-- START OF Provided records --
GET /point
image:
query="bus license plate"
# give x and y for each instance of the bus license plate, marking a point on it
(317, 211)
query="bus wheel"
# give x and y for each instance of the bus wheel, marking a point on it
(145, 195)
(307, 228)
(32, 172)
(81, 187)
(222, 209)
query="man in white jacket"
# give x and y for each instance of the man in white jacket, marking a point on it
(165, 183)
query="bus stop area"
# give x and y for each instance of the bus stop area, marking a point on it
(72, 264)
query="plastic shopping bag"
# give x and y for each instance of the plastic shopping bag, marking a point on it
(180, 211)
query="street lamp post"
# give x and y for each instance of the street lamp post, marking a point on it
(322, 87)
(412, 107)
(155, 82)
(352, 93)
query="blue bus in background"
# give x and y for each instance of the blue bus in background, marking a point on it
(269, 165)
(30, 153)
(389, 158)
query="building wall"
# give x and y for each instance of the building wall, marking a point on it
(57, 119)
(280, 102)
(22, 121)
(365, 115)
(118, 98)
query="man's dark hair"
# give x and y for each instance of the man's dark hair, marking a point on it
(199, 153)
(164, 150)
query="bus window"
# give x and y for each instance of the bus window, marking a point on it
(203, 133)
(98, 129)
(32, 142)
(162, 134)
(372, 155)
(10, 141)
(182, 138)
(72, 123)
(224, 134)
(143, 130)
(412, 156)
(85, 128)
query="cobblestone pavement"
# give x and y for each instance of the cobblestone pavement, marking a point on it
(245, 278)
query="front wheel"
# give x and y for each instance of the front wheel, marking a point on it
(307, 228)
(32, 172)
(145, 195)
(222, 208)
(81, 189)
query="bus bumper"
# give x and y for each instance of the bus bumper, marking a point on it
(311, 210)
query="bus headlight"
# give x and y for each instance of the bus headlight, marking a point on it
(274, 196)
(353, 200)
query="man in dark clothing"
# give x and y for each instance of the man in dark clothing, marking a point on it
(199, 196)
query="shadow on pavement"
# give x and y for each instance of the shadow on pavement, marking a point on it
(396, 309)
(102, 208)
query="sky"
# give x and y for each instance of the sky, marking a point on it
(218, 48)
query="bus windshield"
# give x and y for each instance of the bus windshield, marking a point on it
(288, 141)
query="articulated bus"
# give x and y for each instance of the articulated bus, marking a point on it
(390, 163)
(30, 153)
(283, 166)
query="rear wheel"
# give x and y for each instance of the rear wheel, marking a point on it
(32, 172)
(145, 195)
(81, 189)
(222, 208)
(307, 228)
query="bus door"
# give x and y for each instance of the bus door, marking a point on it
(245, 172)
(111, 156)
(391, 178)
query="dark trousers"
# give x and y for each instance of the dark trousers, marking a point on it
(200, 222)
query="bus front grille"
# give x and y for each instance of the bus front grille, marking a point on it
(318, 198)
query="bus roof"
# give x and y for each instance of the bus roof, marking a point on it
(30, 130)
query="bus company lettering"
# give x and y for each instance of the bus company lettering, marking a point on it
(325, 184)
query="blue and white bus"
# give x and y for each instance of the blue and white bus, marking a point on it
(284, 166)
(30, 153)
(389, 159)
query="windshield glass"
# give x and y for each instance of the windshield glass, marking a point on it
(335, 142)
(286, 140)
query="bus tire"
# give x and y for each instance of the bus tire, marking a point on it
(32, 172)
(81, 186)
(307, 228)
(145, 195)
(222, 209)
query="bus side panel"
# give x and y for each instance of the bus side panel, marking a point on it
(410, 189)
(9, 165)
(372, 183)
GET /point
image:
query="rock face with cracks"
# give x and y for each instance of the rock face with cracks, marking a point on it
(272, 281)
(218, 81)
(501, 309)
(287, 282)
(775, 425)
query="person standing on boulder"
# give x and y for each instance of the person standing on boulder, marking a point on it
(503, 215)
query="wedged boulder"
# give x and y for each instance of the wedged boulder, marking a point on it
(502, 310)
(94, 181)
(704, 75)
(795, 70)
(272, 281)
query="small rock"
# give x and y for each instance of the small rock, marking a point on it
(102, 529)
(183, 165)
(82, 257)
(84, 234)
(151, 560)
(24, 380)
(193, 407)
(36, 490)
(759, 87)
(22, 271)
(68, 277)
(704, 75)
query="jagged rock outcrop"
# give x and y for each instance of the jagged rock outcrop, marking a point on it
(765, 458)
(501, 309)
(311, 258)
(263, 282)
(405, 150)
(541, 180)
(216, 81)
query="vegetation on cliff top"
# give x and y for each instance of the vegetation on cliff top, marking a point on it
-- END OF Provided records --
» Task instructions:
Report every line in the records above that contains the word "boulder", matching case exactly.

» The response:
query="person standing on boulder"
# give x and y for each instance of the person standing on boulder, marking a point on it
query="wedged boulder"
# give x and y for each instance of the wedged boulder, marking a point on it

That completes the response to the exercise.